Passage shown:

---

When I finally got the go-ahead to get statements from those people, we prepared a questionnaire to distribute to them. Of the 20-odd people who got the questionnaire, I'll give you a guess how many I got back to me: none.

That's the response—and that's not the exception, but the rule within health care. They don't want to become involved in any kind of criminal investigation. People shake their heads hearing that, and it doesn't made sense, but I'm telling you that it is the case. It is a battle over and over and over again with health care. Alberta, for example, has a health information act—and I'm sure every province has its own, too—that outlines stiff penalties for violating the provisions.

I'll tell you right now that this isn't about needing new legislation, but about professionals understanding their own legislation, which they don't. There are provisions within the current legislation for them to share and to disclose almost any form of criminal abuse. But they don't; they choose not to.

5:15 p.m.

Conservative

Joyce Bateman Winnipeg South Centre, MB

So how do we solve this?

5:15 p.m.

Cst Jared Buhler

I don't work within a medical model. I just understand it a little bit because of my spouse's job. But I would say that there needs to be top-down change from the medical community.

5:15 p.m.

Conservative

Joyce Bateman Winnipeg South Centre, MB

Wow.

5:15 p.m.

Cst Jared Buhler

This is across the board, because homicide sections deal with the same problems. The staff do not want to get involved in a criminal prosecution.

5:15 p.m.

Conservative

Joyce Bateman Winnipeg South Centre, MB

That fits with the comments of your colleague, Constable Coady, who said that privacy trumps safety. The exchange of information is difficult with health care employees, and mandatory reporting of suspected elder abuse would be helpful.

Could you just expand on how we could help elder people with that mandatory reporting, and what it would involve?

5:15 p.m.

Isabelle Coady

I think people feel they have no choice but to report; for example, in Ontario, you have no choice. Whoever you are, you have to report abuse against a child, and it's illegal not to. People feel protected in reporting. It doesn't matter what they do, what their relationship is to the victim, they feel that they are free to report—actually, the punishment for not reporting is greater than the potential punishment for doing it. I think that if you got that wide-ranging protection, it would help.

5:15 p.m.

NDP

The Chair Irene Mathyssen

Thank you very much.

The NDP caucus, please, for five minutes.

5:15 p.m.

NDP

Mylène Freeman Argenteuil—Papineau—Mirabel, QC

Thank you, Madam Chair.

Thank you very much for being here.

I have a question that I think any of you could answer. A difficult reality that a lot of people need to come to terms with, I guess, is that seniors just don't necessarily report or want to prosecute.

Detective Sergeant Fitzpatrick, you mentioned that the Criminal Code and sentencing was sufficient, but that sometimes criminalizing this was not appropriate. I think all of you have shed some light on the fact that it is a very complex issue, and that, in terms of sentencing under the Criminal Code, it's not the whole picture.

How can we then address those situations where criminalizing this is not appropriate?

5:15 p.m.

Cst Jared Buhler

I think a good start is the model that a lot of cities do have, which is similar to ours, and that's collaboration. I certainly agree that it is not appropriate in all situations to proceed with criminal charges. But if you can offer other services and other supports, we'll always try to get eyes on the situation, whether via home care or just our nurses following up, and things like that. At least we can monitor the situation and follow it along to some extent. Certainly the industry standard is to go with a collaborative multidisciplinary team. It's how we put those teams together and how we support them that is the key issue, in my mind. I know that we can do good work within that type of model, but we're overwhelmed right now.

---

Task requirements:
(1) Answer these questions from the committee transcript:
(a) How many people received the questionnaire, and how many returned it?
(b) Which province is given as an example of having a health information act?
(c) In which province does Isabelle Coady say a person has no choice but to report abuse against a child?
(2) Print the part of the committee transcript between "Thank you, Madam" and "is not appropriate?", inclusive.

---

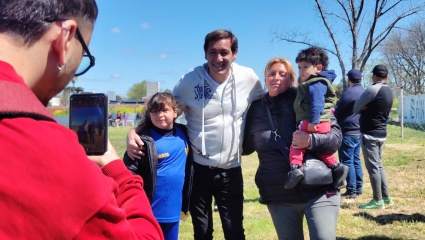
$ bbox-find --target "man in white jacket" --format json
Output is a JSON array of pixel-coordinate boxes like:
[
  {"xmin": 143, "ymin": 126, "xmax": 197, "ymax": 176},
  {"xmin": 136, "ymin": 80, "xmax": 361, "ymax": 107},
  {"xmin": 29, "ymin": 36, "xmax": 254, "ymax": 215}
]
[{"xmin": 127, "ymin": 30, "xmax": 264, "ymax": 240}]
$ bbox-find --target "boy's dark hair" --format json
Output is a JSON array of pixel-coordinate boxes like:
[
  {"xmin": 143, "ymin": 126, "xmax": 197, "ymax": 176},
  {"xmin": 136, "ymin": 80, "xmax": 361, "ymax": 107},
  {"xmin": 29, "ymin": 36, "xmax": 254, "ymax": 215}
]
[
  {"xmin": 0, "ymin": 0, "xmax": 98, "ymax": 46},
  {"xmin": 204, "ymin": 29, "xmax": 238, "ymax": 54},
  {"xmin": 295, "ymin": 47, "xmax": 329, "ymax": 70},
  {"xmin": 136, "ymin": 92, "xmax": 179, "ymax": 134}
]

---

Problem solutions:
(1)
(a) Twenty-odd people received it, and none returned it.
(b) Alberta.
(c) Ontario.

(2)
Thank you, Madam Chair.

Thank you very much for being here.

I have a question that I think any of you could answer. A difficult reality that a lot of people need to come to terms with, I guess, is that seniors just don't necessarily report or want to prosecute.

Detective Sergeant Fitzpatrick, you mentioned that the Criminal Code and sentencing was sufficient, but that sometimes criminalizing this was not appropriate. I think all of you have shed some light on the fact that it is a very complex issue, and that, in terms of sentencing under the Criminal Code, it's not the whole picture.

How can we then address those situations where criminalizing this is not appropriate?